§ **DOCUMENT**:
#####

Constituency details
- Country: India
- State: Jammu and Kashmir
- District: Jammu
- Lok Sabha constituency: Jammu
- Established: 2022

Member of Legislative Assembly
- Incumbent Vikram Randhawa
- Party: BJP
- Alliance: NDA
- Elected year: 2024

= Bahu Assembly constituency =

Constituency of the Jammu and Kashmir legislative assembly in India

Bahu Assembly constituency is one of the 90 constituencies in the Jammu and Kashmir Legislative Assembly of Jammu and Kashmir a north state of India. Bahu is also part of Jammu Lok Sabha constituency.

#####

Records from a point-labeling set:
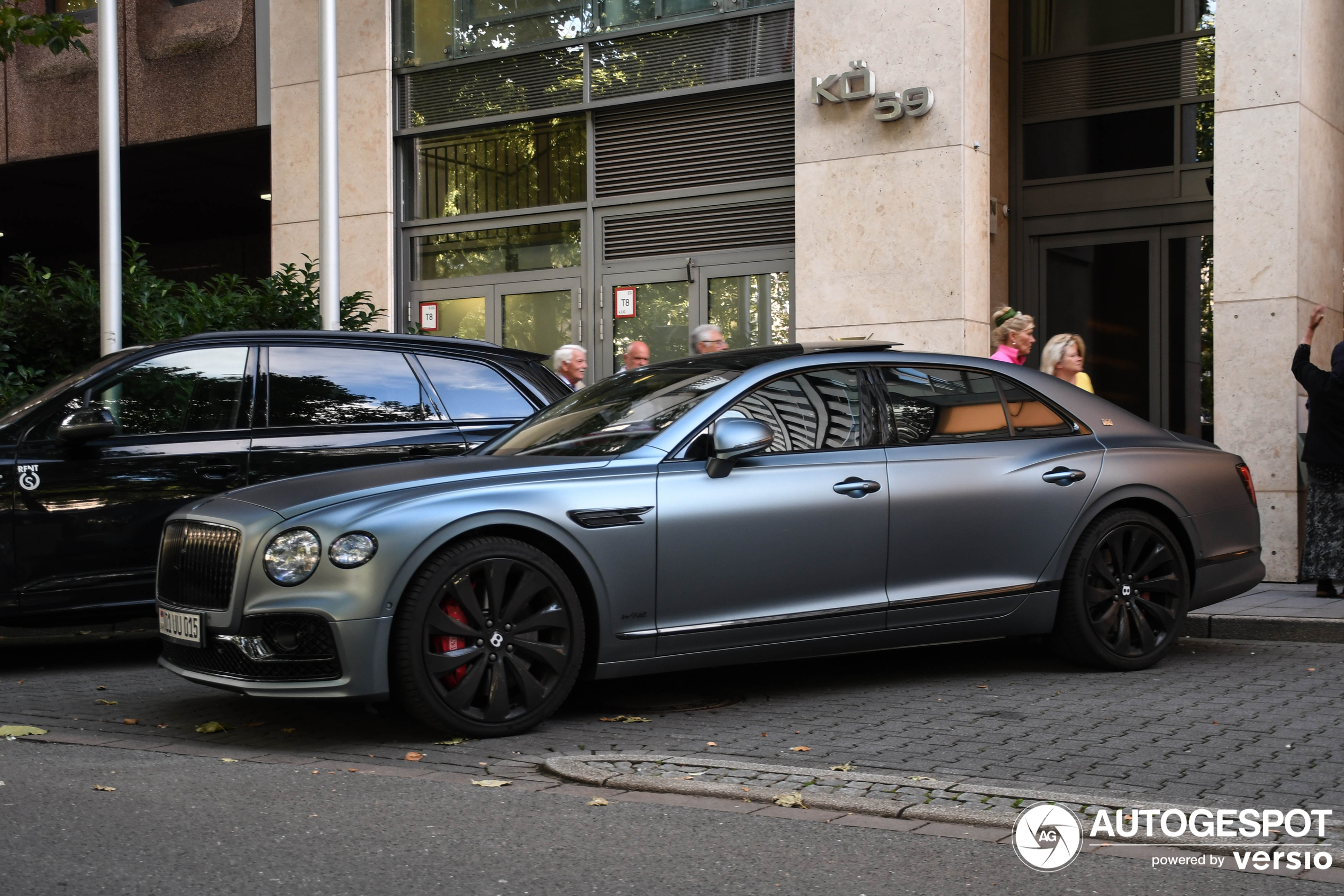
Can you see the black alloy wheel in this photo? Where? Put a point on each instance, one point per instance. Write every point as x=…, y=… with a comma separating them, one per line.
x=488, y=640
x=1125, y=593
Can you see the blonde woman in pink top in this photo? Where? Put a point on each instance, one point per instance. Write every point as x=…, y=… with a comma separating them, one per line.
x=1014, y=335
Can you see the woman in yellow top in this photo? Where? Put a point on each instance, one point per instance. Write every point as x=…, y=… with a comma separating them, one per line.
x=1064, y=358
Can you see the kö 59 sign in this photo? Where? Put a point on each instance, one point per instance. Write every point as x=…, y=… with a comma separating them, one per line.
x=860, y=84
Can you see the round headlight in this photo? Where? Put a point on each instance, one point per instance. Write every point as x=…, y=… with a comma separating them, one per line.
x=292, y=556
x=352, y=550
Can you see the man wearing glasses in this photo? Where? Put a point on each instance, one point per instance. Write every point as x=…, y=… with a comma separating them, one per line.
x=707, y=337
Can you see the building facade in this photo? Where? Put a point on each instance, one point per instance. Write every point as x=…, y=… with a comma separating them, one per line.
x=539, y=172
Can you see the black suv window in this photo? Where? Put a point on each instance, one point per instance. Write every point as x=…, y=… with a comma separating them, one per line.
x=319, y=386
x=1031, y=417
x=474, y=391
x=194, y=391
x=936, y=405
x=811, y=412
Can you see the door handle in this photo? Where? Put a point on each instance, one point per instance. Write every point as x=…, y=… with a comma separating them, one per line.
x=855, y=488
x=1064, y=476
x=217, y=471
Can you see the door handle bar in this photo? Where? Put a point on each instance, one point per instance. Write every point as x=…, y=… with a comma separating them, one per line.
x=1064, y=476
x=855, y=488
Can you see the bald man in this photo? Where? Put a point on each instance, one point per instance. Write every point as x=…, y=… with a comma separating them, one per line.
x=636, y=355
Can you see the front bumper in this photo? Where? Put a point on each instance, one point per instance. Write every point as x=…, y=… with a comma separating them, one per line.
x=362, y=653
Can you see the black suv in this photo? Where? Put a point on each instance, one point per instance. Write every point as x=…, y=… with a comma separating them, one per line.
x=98, y=460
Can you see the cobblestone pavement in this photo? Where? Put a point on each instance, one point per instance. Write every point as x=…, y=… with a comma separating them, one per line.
x=1234, y=723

#####

§ **OBJECTIVE**: According to the Bahu Assembly constituency text, how many constituencies are in the Jammu and Kashmir Legislative Assembly? The listing isn't needed here.

§ **SOLUTION FOR THIS TASK**: 90